What you produce should be every line from the data that includes "thistle".
DATA SHOWN below:
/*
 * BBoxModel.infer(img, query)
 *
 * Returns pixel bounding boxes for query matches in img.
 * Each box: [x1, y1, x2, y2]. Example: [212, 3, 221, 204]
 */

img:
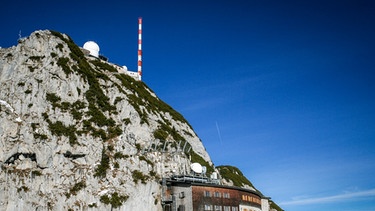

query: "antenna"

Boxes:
[191, 163, 203, 174]
[137, 17, 142, 81]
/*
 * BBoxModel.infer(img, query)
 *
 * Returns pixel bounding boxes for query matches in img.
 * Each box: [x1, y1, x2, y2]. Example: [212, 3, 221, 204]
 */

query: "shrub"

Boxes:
[100, 192, 128, 209]
[46, 93, 61, 105]
[107, 126, 123, 139]
[88, 203, 97, 208]
[31, 170, 42, 176]
[153, 121, 184, 143]
[56, 43, 64, 51]
[28, 66, 36, 72]
[123, 118, 131, 125]
[91, 128, 107, 140]
[132, 170, 148, 184]
[70, 181, 86, 195]
[31, 123, 38, 130]
[17, 186, 29, 192]
[34, 133, 48, 140]
[57, 57, 72, 75]
[114, 152, 128, 159]
[60, 102, 71, 111]
[91, 59, 118, 73]
[48, 120, 77, 145]
[94, 148, 110, 178]
[42, 112, 49, 120]
[135, 143, 141, 151]
[139, 155, 154, 168]
[107, 145, 114, 151]
[114, 97, 123, 105]
[29, 56, 44, 61]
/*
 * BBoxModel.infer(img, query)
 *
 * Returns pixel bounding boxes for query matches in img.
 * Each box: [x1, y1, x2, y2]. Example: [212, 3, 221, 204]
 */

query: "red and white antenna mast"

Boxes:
[138, 17, 142, 81]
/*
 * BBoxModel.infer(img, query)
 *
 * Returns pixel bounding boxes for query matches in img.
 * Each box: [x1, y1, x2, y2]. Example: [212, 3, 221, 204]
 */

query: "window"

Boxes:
[204, 204, 212, 211]
[231, 206, 238, 211]
[223, 206, 230, 211]
[178, 205, 185, 211]
[214, 205, 222, 211]
[214, 191, 221, 198]
[204, 191, 211, 197]
[223, 192, 230, 198]
[179, 192, 185, 199]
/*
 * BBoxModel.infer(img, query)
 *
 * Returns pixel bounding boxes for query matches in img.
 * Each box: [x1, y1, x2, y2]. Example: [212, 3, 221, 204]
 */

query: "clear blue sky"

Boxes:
[2, 0, 375, 210]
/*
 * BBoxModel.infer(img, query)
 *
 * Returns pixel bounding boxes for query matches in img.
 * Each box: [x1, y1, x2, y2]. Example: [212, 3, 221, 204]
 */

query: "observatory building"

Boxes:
[161, 163, 271, 211]
[83, 41, 100, 58]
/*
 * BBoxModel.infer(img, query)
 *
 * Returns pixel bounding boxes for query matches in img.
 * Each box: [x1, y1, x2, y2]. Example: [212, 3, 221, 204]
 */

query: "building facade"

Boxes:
[162, 177, 271, 211]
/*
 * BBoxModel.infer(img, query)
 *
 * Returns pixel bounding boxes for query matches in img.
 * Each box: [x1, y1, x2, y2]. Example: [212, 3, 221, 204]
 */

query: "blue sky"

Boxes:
[2, 0, 375, 210]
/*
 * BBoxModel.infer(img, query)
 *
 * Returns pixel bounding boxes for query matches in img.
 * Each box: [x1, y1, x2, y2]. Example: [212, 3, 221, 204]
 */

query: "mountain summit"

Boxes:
[0, 30, 282, 211]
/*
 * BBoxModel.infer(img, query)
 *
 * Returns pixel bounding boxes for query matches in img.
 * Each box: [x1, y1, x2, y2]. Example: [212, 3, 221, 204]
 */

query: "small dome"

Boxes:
[83, 41, 100, 57]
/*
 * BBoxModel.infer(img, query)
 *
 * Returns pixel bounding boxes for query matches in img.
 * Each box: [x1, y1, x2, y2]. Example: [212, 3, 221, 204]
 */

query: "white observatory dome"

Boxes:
[83, 41, 100, 57]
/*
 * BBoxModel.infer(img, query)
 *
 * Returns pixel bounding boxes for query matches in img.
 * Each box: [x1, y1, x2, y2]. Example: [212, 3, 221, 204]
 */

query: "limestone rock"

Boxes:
[0, 30, 212, 210]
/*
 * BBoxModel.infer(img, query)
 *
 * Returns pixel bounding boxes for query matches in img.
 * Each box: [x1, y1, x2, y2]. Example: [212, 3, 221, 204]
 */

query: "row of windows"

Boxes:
[204, 205, 238, 211]
[204, 191, 230, 198]
[241, 195, 261, 204]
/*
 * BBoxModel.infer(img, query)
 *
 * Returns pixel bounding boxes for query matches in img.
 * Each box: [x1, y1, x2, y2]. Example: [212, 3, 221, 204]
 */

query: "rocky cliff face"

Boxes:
[0, 30, 213, 210]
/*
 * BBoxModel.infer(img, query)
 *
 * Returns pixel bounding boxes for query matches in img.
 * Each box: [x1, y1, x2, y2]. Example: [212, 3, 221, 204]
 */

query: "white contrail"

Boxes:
[215, 121, 223, 145]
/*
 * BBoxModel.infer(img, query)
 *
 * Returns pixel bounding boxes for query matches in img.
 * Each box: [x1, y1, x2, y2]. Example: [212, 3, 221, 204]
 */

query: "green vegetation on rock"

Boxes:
[94, 148, 110, 178]
[132, 170, 149, 184]
[100, 192, 128, 209]
[47, 31, 123, 143]
[217, 165, 254, 188]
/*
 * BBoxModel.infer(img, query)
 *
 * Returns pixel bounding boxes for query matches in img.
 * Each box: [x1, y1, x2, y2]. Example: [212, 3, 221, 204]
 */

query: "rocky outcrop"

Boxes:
[0, 30, 212, 210]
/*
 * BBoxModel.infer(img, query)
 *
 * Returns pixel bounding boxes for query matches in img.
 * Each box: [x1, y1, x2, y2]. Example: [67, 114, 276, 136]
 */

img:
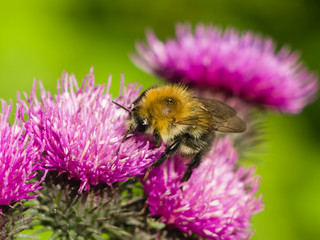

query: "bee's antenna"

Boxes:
[112, 100, 131, 113]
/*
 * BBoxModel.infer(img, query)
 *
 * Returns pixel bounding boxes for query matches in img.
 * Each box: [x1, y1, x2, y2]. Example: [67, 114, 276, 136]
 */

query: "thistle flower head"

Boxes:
[20, 69, 162, 193]
[0, 100, 44, 211]
[133, 23, 318, 113]
[143, 137, 262, 240]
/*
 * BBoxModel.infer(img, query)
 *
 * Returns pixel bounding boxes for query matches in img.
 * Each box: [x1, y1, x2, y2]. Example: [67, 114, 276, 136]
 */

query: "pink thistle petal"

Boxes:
[132, 23, 318, 113]
[0, 100, 44, 211]
[143, 137, 263, 240]
[21, 69, 163, 193]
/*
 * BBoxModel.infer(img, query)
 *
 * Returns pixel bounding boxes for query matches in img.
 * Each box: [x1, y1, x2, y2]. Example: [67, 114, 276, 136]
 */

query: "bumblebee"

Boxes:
[113, 85, 246, 182]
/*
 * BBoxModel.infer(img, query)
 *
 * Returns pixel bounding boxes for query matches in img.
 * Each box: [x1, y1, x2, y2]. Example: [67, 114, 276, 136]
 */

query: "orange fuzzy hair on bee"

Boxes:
[115, 84, 246, 182]
[136, 85, 196, 140]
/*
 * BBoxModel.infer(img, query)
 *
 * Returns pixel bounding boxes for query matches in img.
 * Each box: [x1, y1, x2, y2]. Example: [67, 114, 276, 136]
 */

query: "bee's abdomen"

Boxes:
[179, 129, 215, 155]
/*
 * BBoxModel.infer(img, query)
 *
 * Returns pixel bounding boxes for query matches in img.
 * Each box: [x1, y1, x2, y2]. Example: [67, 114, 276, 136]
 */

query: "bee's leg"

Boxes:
[181, 151, 203, 182]
[143, 140, 180, 181]
[116, 129, 133, 155]
[153, 129, 162, 148]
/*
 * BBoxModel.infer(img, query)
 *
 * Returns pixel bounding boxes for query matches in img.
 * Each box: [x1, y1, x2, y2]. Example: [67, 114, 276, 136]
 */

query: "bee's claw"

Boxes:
[180, 186, 185, 198]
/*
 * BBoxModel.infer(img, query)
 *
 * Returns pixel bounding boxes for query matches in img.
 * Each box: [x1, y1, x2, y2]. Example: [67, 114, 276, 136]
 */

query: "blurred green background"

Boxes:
[1, 0, 320, 239]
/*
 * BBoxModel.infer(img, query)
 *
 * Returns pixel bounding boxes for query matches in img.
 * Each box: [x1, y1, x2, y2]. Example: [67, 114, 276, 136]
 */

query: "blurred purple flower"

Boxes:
[0, 100, 44, 211]
[20, 69, 162, 193]
[132, 23, 318, 113]
[143, 137, 262, 240]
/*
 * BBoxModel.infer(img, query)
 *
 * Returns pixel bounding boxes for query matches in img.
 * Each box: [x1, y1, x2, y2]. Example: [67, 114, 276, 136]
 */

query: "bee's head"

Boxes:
[127, 107, 150, 134]
[112, 100, 151, 136]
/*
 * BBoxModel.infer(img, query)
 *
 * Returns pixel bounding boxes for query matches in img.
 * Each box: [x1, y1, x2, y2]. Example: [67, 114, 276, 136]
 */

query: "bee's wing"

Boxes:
[195, 98, 246, 133]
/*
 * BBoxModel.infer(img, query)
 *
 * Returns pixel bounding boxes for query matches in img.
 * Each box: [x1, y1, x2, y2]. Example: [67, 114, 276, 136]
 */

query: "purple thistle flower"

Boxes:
[20, 69, 163, 193]
[132, 23, 318, 113]
[143, 137, 262, 240]
[0, 100, 44, 211]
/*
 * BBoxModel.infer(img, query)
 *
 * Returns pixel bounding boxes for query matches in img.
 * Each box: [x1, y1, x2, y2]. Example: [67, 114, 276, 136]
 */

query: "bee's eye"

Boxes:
[131, 109, 148, 132]
[137, 117, 148, 132]
[142, 118, 148, 126]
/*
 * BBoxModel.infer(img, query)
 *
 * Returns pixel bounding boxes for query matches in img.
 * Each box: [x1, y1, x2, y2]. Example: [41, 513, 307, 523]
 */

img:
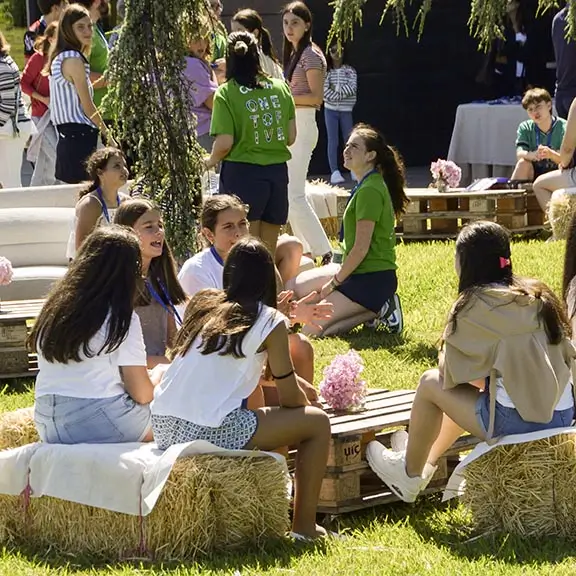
End of DATA SHOWN.
## TASK RESPONSE
query: "thistle flower head"
query: "pink thistle petal"
query: "purple thistle flower"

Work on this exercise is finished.